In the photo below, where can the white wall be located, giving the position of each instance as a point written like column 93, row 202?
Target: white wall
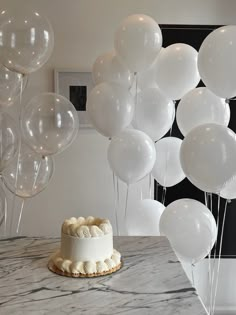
column 82, row 184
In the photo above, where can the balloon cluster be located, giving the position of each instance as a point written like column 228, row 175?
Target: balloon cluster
column 47, row 124
column 133, row 103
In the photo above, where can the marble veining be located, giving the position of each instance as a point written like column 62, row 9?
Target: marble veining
column 151, row 281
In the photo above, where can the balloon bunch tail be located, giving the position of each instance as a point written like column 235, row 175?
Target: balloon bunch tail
column 126, row 209
column 20, row 217
column 115, row 183
column 164, row 191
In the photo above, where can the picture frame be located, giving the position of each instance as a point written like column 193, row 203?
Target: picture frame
column 75, row 86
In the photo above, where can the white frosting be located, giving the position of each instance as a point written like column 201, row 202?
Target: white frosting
column 86, row 227
column 87, row 267
column 86, row 246
column 86, row 249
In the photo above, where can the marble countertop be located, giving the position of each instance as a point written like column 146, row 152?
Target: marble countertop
column 151, row 281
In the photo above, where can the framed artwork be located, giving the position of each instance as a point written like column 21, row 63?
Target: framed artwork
column 75, row 86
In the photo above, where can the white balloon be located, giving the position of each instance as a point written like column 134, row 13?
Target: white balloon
column 190, row 228
column 177, row 71
column 108, row 68
column 138, row 41
column 110, row 108
column 229, row 190
column 217, row 63
column 200, row 106
column 144, row 218
column 131, row 155
column 154, row 113
column 208, row 155
column 147, row 78
column 167, row 169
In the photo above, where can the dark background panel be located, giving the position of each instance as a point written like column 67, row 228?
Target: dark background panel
column 194, row 36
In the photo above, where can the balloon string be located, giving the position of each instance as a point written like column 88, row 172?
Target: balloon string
column 164, row 195
column 214, row 259
column 173, row 119
column 192, row 269
column 115, row 201
column 5, row 217
column 206, row 199
column 126, row 207
column 220, row 250
column 136, row 88
column 36, row 176
column 20, row 216
column 208, row 258
column 18, row 160
column 150, row 186
column 157, row 192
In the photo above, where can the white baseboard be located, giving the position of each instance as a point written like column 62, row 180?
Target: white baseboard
column 225, row 311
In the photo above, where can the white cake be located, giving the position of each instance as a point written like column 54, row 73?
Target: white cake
column 86, row 248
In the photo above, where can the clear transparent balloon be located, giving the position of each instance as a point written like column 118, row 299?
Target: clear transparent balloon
column 9, row 140
column 12, row 85
column 49, row 123
column 29, row 174
column 108, row 68
column 26, row 40
column 138, row 41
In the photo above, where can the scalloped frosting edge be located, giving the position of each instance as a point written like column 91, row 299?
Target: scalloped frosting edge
column 86, row 267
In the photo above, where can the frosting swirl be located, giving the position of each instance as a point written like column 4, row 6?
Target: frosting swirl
column 86, row 227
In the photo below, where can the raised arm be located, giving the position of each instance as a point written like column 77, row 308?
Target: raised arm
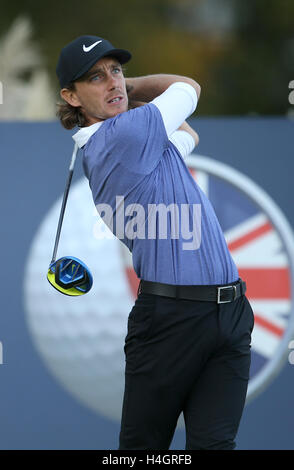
column 145, row 89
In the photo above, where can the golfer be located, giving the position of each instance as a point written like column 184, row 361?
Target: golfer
column 187, row 347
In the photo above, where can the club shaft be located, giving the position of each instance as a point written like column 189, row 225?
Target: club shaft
column 64, row 201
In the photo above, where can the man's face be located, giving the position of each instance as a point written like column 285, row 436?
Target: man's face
column 101, row 93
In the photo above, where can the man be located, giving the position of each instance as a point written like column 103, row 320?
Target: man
column 188, row 343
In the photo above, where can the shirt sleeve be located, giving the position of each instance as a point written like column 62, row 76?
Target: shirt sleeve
column 183, row 141
column 176, row 104
column 137, row 138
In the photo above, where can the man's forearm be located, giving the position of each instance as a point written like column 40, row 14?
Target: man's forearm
column 185, row 127
column 149, row 87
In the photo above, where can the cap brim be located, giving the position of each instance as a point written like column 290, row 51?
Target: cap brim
column 121, row 55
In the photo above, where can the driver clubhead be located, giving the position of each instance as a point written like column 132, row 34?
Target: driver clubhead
column 70, row 276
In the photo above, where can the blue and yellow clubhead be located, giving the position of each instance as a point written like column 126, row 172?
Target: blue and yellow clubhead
column 70, row 276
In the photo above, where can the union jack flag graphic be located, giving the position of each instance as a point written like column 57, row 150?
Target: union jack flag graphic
column 263, row 258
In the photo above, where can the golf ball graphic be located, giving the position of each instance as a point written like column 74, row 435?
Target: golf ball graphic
column 81, row 339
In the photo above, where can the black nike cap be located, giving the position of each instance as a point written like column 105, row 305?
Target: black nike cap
column 77, row 57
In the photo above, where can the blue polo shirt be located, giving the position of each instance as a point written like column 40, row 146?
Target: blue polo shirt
column 157, row 209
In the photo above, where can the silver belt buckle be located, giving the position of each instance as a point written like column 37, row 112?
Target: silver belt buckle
column 219, row 301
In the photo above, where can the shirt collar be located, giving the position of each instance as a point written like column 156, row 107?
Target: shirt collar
column 83, row 135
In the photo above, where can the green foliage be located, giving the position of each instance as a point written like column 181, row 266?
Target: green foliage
column 243, row 67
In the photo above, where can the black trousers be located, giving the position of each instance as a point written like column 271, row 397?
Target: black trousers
column 185, row 356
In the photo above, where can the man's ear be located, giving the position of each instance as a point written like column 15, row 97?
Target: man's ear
column 70, row 97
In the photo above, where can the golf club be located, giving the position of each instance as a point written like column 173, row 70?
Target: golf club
column 69, row 275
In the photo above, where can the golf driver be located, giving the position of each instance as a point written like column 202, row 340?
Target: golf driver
column 69, row 275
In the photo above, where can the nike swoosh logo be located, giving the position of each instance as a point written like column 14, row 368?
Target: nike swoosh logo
column 89, row 48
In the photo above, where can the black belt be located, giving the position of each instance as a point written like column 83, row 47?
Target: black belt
column 221, row 294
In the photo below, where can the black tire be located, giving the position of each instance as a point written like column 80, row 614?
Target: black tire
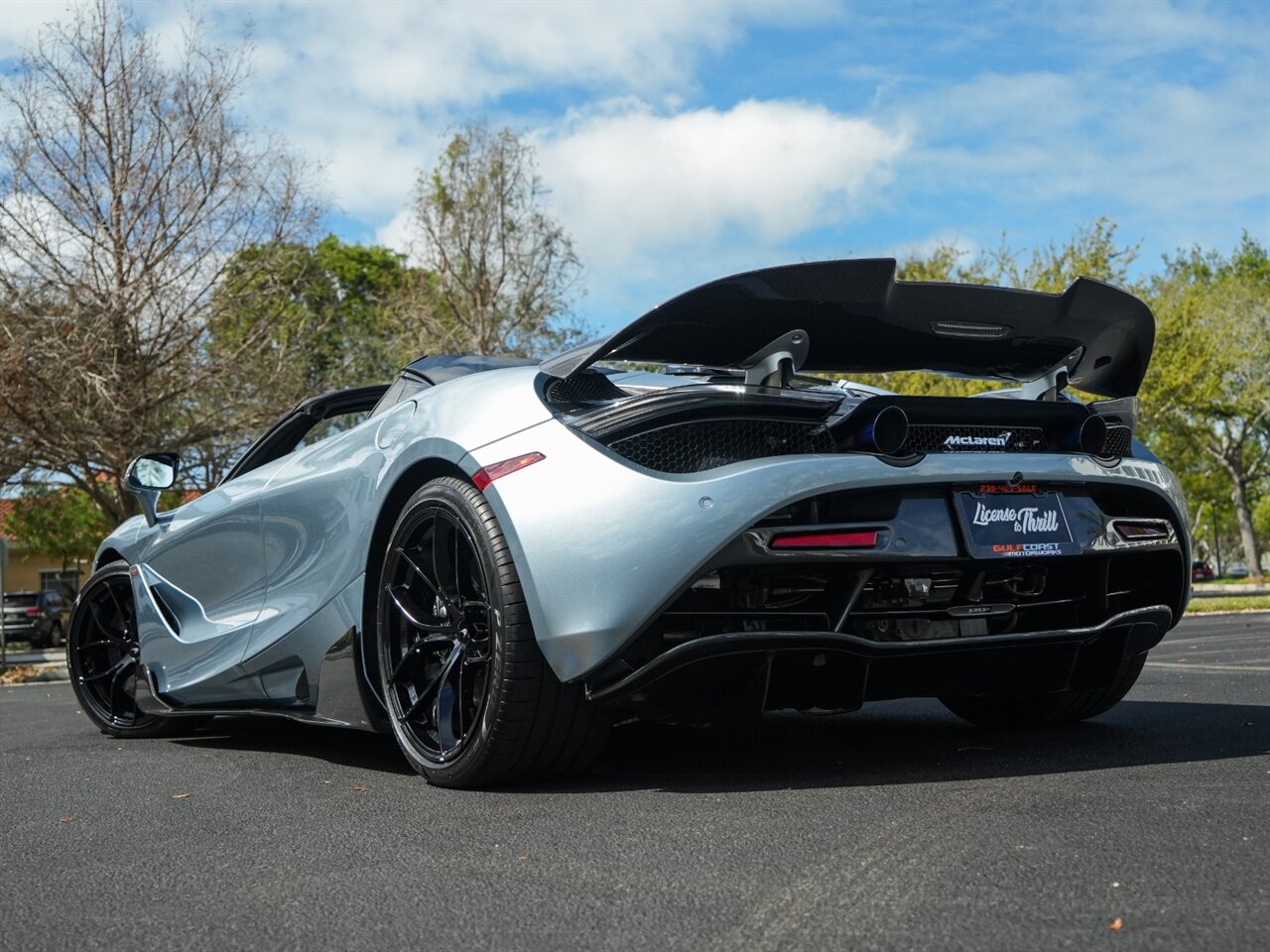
column 102, row 657
column 449, row 604
column 1048, row 710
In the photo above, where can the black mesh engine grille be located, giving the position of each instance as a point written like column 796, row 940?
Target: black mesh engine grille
column 583, row 389
column 703, row 444
column 952, row 438
column 1119, row 442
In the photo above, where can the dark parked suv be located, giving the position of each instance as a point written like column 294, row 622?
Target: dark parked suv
column 39, row 617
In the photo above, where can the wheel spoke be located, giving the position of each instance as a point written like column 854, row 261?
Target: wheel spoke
column 422, row 574
column 432, row 687
column 105, row 629
column 444, row 546
column 444, row 714
column 112, row 670
column 413, row 613
column 417, row 652
column 119, row 705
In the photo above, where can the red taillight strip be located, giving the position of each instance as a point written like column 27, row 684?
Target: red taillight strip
column 1134, row 530
column 828, row 539
column 488, row 474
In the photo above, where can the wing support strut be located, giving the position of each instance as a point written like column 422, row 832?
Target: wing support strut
column 775, row 365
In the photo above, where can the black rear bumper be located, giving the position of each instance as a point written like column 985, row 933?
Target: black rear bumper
column 834, row 671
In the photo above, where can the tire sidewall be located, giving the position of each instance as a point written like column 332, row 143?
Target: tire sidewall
column 144, row 725
column 466, row 504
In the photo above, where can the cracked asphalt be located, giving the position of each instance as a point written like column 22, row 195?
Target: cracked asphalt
column 894, row 828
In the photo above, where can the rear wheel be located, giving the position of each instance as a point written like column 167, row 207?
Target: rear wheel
column 470, row 697
column 1047, row 710
column 102, row 655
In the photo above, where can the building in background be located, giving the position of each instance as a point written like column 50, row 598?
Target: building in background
column 33, row 570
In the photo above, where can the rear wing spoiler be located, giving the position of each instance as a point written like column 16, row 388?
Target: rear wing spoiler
column 857, row 318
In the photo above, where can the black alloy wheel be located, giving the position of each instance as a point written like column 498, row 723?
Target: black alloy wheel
column 102, row 655
column 437, row 635
column 470, row 698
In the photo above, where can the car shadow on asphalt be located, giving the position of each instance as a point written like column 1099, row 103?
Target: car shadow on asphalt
column 887, row 744
column 272, row 735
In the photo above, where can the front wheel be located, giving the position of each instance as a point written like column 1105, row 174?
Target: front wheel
column 102, row 655
column 1048, row 710
column 470, row 698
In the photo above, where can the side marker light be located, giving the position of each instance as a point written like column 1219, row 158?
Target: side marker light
column 488, row 474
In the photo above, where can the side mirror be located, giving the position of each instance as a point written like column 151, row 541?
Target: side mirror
column 148, row 476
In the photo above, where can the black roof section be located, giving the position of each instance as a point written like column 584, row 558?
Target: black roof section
column 441, row 367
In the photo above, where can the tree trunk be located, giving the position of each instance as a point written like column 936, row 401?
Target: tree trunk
column 1243, row 516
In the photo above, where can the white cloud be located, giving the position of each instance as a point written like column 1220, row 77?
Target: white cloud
column 367, row 87
column 631, row 181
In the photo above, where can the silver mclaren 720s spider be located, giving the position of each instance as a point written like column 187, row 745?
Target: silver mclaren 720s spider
column 493, row 558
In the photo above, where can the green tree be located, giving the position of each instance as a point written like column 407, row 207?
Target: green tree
column 1206, row 395
column 499, row 271
column 126, row 184
column 63, row 522
column 333, row 312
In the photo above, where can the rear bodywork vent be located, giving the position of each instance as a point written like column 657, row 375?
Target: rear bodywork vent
column 587, row 388
column 705, row 444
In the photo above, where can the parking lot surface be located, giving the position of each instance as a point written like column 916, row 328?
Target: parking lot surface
column 894, row 828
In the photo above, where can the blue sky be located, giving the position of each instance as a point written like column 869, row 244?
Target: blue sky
column 685, row 141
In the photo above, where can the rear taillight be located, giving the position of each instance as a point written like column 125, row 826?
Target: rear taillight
column 488, row 474
column 826, row 539
column 1141, row 531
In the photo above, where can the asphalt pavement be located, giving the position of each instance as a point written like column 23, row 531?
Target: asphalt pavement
column 896, row 828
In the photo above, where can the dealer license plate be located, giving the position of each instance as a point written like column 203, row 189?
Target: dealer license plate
column 1016, row 525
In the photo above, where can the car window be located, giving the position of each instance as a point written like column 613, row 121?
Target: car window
column 405, row 388
column 322, row 429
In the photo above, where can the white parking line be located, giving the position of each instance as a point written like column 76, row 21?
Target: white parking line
column 1223, row 667
column 1228, row 652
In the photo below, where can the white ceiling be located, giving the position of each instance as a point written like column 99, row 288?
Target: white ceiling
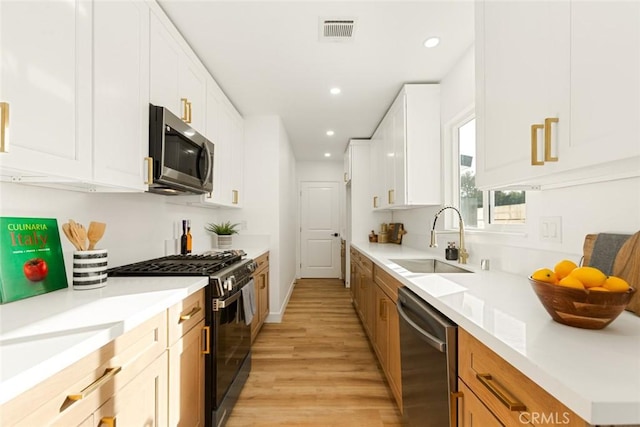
column 267, row 57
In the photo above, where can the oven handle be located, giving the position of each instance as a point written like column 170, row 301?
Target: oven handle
column 223, row 303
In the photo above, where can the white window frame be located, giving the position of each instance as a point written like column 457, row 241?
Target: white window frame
column 451, row 186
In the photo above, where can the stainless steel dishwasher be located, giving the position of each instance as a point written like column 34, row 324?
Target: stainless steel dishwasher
column 428, row 350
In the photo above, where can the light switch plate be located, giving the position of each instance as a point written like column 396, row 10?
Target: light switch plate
column 551, row 229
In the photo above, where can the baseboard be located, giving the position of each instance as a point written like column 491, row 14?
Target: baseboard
column 276, row 317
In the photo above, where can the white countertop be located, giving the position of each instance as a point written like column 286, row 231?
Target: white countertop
column 42, row 335
column 596, row 373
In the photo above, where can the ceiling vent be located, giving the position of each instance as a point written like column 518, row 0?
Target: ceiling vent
column 336, row 29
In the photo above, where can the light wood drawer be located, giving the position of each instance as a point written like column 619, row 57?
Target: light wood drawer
column 185, row 315
column 263, row 262
column 387, row 283
column 496, row 383
column 98, row 376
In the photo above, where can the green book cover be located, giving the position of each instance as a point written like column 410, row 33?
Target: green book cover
column 31, row 261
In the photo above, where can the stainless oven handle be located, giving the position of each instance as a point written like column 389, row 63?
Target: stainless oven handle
column 427, row 337
column 223, row 303
column 209, row 163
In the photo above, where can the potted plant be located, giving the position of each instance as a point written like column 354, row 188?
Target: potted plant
column 223, row 231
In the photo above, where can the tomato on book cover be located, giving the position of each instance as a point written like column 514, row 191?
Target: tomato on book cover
column 31, row 261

----

## Exercise requirements
Go through the records above and copy every line with the word "below".

## Answer space
In the photo below, where can the white wall be located, giving the position of each instance as a point written like column 93, row 202?
In the photo below, where can the raised arm be located, giving the position of each instance as a point written like column 77, row 308?
In the photo below, where can the black tire be located, giving the position of each instance as a point written like column 80, row 614?
In the photo below, where can the white ceiling be located, giving the position of each instance as a point written like column 99, row 288?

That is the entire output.